Short task 1:
Answer these questions about the contest post:
(a) By what day and time must contest entries be posted?
(b) What does the runner-up receive?
(c) How does Valerie Parv spend her free time?

Excerpted text:
====

Thursday, January 8, 2009

CONTEST!

I received my author copies of Devil's Gold and have decided to initiate a contest to give away a free autographed copy.

Contest Rules:

Post the most bizarre wildlife trivia you know. The one that makes me laugh the loudest or stuns me into silence gets a book. I will confirm the validity of the trivia, but I certainly won't rule out a well-crafted and believable fake fact when selecting a winner. You have until Sunday at 10:00 a.m. The winners will be announced Monday morning. Get busy.

There will be two winners:

First Place: Free Book & trivia inserted in ANGEL FALLS (acknowledged, of course)
Runner Up: Trivia inserted in ANGEL FALLS (acknowledged, of course)

Disclaimer: It's my contest so whatever I say goes -- enter at your own risk.

Have fun and be creative.

Julie

9 comments:

Donica Covey said...

How bizzare do you want? I have a few for you:

1. Most birds do NOT have a penis.
2. The blue whales penis is called a Dork--remember that next time someone makes you angry or even worse calls you a dork!
3. Male kangaroos have 2 penis(es?)but this is due to the fact a female kangaroo has 2 vaginas...um yeah...okay

Julie Korzenko said...

OMG, LOL. Yes, people, can you tell Donica writes sizzling romances... she has male anatomy on the brain at all times.

Donica Covey said...

BWAHAHAHAHAHAH

Valerie Parv said...

Oh this is too tempting, Julie. As one who spends her free time as a zoo volunteer, I can add some curious facts (maybe not as salacious as Donica's, but then I'm innocent, everybody knows that.

====

Shape annotation entries:
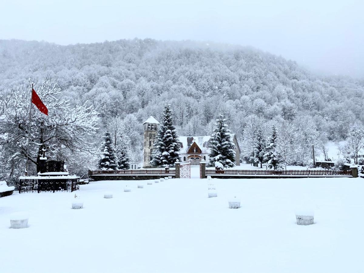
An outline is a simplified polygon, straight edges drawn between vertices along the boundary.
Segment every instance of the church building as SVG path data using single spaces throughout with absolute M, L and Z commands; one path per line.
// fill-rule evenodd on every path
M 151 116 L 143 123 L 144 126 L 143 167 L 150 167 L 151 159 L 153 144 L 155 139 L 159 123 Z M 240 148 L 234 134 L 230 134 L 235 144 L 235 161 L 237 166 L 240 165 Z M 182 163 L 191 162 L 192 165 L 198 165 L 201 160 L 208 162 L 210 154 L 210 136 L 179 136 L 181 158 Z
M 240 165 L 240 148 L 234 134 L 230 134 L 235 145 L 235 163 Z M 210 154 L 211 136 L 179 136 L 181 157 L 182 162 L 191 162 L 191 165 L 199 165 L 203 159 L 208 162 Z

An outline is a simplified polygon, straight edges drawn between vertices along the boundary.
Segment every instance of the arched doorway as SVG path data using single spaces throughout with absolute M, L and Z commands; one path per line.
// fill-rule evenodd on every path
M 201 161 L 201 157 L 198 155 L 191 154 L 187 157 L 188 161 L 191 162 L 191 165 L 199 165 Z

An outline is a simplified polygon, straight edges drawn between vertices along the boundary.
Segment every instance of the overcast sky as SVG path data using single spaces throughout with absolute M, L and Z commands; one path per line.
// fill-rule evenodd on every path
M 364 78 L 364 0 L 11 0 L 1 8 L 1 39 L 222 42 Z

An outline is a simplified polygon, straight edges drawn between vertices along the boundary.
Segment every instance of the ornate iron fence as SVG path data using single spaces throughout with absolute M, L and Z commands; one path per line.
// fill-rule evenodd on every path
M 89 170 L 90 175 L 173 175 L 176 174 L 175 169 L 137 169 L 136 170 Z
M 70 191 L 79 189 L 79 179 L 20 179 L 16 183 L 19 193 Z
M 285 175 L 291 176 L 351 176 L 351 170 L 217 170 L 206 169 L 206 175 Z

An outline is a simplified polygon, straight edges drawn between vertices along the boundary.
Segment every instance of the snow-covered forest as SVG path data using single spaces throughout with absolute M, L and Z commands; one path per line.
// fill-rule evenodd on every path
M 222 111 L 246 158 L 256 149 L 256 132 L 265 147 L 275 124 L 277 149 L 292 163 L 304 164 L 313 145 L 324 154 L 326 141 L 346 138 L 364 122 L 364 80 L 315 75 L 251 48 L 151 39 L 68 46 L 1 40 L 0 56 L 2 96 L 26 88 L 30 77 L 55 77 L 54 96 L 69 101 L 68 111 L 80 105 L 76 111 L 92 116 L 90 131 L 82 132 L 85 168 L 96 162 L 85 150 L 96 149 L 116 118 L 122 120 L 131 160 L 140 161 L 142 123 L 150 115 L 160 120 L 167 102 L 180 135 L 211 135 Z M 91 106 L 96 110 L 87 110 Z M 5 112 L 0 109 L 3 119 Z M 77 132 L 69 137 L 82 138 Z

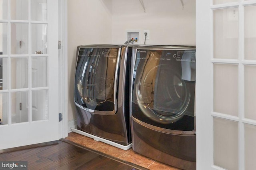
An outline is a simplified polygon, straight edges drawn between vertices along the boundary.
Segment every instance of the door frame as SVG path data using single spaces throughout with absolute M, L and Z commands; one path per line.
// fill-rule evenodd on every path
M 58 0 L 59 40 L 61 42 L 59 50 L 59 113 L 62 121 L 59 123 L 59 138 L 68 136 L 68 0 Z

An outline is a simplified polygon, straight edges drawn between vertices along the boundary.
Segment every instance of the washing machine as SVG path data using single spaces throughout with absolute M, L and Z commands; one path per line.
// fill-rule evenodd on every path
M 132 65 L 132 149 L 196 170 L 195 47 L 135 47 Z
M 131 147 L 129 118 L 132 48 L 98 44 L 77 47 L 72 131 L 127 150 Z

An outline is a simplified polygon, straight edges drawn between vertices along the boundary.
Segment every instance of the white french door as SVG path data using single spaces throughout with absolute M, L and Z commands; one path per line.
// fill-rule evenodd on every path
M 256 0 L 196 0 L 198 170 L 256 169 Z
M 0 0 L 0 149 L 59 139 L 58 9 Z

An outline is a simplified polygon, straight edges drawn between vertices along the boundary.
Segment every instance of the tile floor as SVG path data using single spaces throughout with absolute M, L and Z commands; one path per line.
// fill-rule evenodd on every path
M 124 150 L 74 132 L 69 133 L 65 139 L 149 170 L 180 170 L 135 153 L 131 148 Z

====

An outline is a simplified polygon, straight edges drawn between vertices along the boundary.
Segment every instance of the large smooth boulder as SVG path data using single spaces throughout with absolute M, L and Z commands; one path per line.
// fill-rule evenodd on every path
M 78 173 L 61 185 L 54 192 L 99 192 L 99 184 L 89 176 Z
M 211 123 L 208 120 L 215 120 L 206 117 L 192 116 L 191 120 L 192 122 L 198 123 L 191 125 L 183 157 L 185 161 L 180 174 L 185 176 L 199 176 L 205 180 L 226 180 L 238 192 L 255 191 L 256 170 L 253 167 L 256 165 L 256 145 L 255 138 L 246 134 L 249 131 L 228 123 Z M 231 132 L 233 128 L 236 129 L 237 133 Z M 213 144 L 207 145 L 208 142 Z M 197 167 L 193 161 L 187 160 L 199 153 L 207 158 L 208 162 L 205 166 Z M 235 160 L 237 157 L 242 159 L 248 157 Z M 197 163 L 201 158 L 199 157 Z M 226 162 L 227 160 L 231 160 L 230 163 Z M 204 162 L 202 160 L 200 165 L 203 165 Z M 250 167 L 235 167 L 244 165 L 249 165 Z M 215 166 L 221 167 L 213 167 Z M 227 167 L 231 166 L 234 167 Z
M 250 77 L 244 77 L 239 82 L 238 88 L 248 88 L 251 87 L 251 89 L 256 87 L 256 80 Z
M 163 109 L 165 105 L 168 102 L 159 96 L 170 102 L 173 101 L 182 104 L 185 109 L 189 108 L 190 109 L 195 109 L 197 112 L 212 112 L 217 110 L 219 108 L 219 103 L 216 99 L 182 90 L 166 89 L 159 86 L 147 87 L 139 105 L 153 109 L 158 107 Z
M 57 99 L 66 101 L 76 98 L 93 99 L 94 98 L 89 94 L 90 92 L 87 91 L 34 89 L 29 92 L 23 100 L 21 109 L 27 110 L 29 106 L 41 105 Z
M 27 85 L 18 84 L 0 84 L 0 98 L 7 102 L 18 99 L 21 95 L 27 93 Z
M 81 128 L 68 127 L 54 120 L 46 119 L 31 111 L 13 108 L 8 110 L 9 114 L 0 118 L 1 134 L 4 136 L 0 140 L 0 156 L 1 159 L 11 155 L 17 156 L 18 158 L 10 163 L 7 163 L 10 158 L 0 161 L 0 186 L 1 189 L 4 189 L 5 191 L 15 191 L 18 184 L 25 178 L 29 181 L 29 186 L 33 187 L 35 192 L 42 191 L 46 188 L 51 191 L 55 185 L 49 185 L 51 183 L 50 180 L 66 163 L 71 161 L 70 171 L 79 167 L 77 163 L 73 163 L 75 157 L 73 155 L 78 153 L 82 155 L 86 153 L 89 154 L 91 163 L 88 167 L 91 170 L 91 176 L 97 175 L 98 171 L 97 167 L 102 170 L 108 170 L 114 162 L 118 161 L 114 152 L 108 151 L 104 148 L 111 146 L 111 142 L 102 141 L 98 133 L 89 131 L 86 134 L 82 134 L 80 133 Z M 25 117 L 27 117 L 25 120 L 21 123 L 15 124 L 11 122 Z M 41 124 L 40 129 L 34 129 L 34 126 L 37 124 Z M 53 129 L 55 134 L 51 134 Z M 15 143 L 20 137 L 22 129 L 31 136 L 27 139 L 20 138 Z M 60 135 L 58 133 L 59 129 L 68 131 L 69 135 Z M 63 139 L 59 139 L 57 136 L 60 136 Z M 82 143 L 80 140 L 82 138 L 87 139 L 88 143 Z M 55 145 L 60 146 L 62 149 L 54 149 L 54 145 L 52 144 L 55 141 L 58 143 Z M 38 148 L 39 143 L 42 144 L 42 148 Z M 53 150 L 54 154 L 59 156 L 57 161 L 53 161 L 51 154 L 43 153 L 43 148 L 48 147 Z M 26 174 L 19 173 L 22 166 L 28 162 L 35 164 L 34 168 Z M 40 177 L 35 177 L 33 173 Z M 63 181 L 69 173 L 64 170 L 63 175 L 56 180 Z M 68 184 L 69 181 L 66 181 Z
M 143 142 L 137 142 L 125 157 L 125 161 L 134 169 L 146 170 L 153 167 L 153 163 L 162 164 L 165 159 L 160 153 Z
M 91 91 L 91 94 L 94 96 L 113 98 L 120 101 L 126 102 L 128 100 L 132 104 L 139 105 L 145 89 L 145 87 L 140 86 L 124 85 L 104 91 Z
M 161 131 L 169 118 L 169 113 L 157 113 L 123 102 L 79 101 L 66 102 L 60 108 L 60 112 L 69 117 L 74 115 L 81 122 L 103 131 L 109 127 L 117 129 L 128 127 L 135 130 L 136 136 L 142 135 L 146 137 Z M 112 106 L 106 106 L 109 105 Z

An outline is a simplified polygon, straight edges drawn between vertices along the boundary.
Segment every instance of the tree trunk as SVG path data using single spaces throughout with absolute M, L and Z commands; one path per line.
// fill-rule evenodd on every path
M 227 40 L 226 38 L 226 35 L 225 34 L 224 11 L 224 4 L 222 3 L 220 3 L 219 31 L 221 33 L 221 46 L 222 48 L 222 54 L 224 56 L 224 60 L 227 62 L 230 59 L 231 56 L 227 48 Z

====

Short task 2:
List every line of the entries that contains the string "fence". Case counts.

Full solution 1:
(a) Sunday at 10:00 a.m.
(b) Their trivia inserted in ANGEL FALLS, acknowledged.
(c) As a zoo volunteer.

Full solution 2:
Segment every instance of the ornate iron fence as SVG path data using single spaces throughout with absolute M, L and Z commands; one path per line.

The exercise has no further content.